EXCERPTED TEXT:
Nady got a hit with RISP yesterday.....can you believe that?...Cameron is having a miserable season, with a .251 AVG in 259 AB's he has 9 homers and 32 RBI....

Fron the San Diego Tribune today..

]

Cameron was hitless in four at-bats yesterday, although he drew a walk in the first and scored the Padres' first run after stealing second. Cameron is 0-for-13 in his last three games after a 20-game run that saw him get eight homers, three triples and five doubles while hitting .304.




What's up with Piazza, he looks like a bum


seawolf17
Jul 05 2006 03:03 PM

="metirish"]What's up with Piazza, he looks like a bum



Plus his head got really tiny.

metirish
Jul 27 2006 09:55 AM

Since my last update on Cameron things have improved for him...go Mike....

Cam now has 15 home runs and 44 RBI, .351 OBP,.484 SLG AND .251AVG....

From padres.com

]

LOS ANGELES -- The Mike Cameron Show continued on Tuesday night in all its blazing glory. The Padres' center fielder did everything but pitch, and he probably could have done that judging by the strike he threw to Mike Piazza.
Cameron cracked a two-run homer and threw out a runner at home in a critical moment, carrying the Padres to a 7-3 victory over the Dodgers in front of 51,334 at Dodger Stadium.

Adrian Gonzalez, extending his hitting streak to 16 games, drove in three runs with a pair of doubles to join Cameron in the assault.

With its third win in a row, San Diego leads the National League West by 1 1/2 games over second-place Arizona, with San Francisco falling to third, two games off the pace. Los Angeles is 6 1/2 games out of first, its worst position all season, after losing for the seventh straight time and 12th in 13 games.

Since June 1, when he was finally recovered from a strained oblique that cost him the season's first three weeks, Cameron leads the Major Leagues with 31 extra-base hits -- one more than Seattle's Adrian Beltre, and two more than Toronto's Vernon Wells and Washington's Alfonso Soriano.

It's doubtful, in teammates' minds, that there has been a better player in the game over the past two months than the man who came from the New York Mets over the winter for Xavier Nady.

"Cam is hitting that point in his career where everything is coming together," said teammate Eric Young, "and he really knows the type of player he is and what he's capable of doing.

"Take away that first month when he came back and was just getting in the flow, and we'd be talking Player of the Week awards and MVP consideration.

"That oblique takes a while to heal. You could see in Spring Training that Cammy was going to have a strong year. He's going to be one of the guys to carry us in the second half."

The Padres were reeling with losses in the first three games of the series in San Francisco when Cameron tripled leading off Sunday's 12th inning -- after Terrmel Sledge's homer had forced extra innings -- and scored on Young's sacrifice fly for the game-winner.

Heading south, Cameron powered a 441-foot monster blast worth three runs in Monday night's win at Dodger Stadium, and he launched his third homer in four days and 15th of the season against southpaw Mark Hendrickson (4-12) to stake Chan Ho Park to a 2-0 lead in Tuesday night's third inning after Young had been hit by a pitch.

"I've been squaring it up a whole lot lately," Cameron said, grinning. "If it wasn't for [Giants center fielder Steve] Finley, I'd have some more [extra-base hits]."

STATED EXERCISE 1:
Could you reproduce everything in the Mike Cameron thread from "Cam now has" down to "at Dodger Stadium."?
STATED EXERCISE 2:
What would come next in the Mike Cameron thread if you picked up right after its final sentence?

DATA PROVIDED:
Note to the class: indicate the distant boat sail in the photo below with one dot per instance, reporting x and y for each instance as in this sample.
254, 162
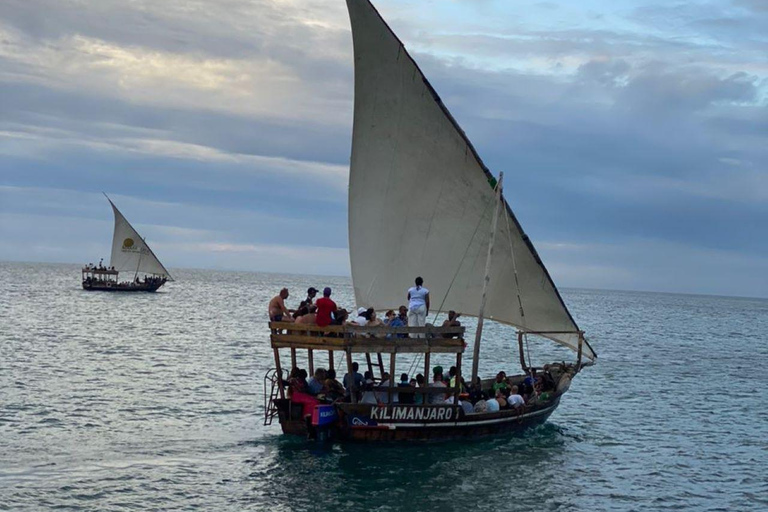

FINAL RESULT 1:
Cam now has 15 home runs and 44 RBI, .351 OBP,.484 SLG AND .251AVG....

From padres.com

]

LOS ANGELES -- The Mike Cameron Show continued on Tuesday night in all its blazing glory. The Padres' center fielder did everything but pitch, and he probably could have done that judging by the strike he threw to Mike Piazza.
Cameron cracked a two-run homer and threw out a runner at home in a critical moment, carrying the Padres to a 7-3 victory over the Dodgers in front of 51,334 at Dodger Stadium.

FINAL RESULT 2:
The contribution Cameron felt best about Tuesday night was his one-hop strike to Piazza to cut down Toby Hall trying to score the potential tying run in the sixth from second base on J.D. Drew's line-drive single.

As he does so effortlessly, Cameron got quickly to the ball and launched it in a place where Piazza could make a clean tag.

"Any time you can make a play to stop the other team's offensive momentum," Cameron said, "that kind of sets them back a little bit. It allowed us to come back and get some more runs."

Park (7-6) went six innings, giving up three runs on 10 hits, to secure the win against his original team. Alan Embree, Cla Meredith and Jon Adkins were perfect in the seventh, eighth and ninth, giving Scott Linebrink and Trevor Hoffman the night off. Meredith has retired the last 16 hitters he's faced.

"Honestly, I didn't realize they had that many hits," Park said. "I made good pitches, and they got some broken-bat hits and ground balls in holes. But I kept throwing good pitches, down in the strike zone, and got ground balls. That was good. It helps a lot to get ground balls like that."

It also helps to get a throw like the one uncorked by Cameron, Park added.

"That was big-time," Park said. "Cameron was the MVP the last couple of games."

After Cameron's two-run blast against Hendrickson, Kenny Lofton halved the deficit in the fourth with his first homer of the season. The Dodgers drew even in the fifth on Rafael Furcal's RBI double.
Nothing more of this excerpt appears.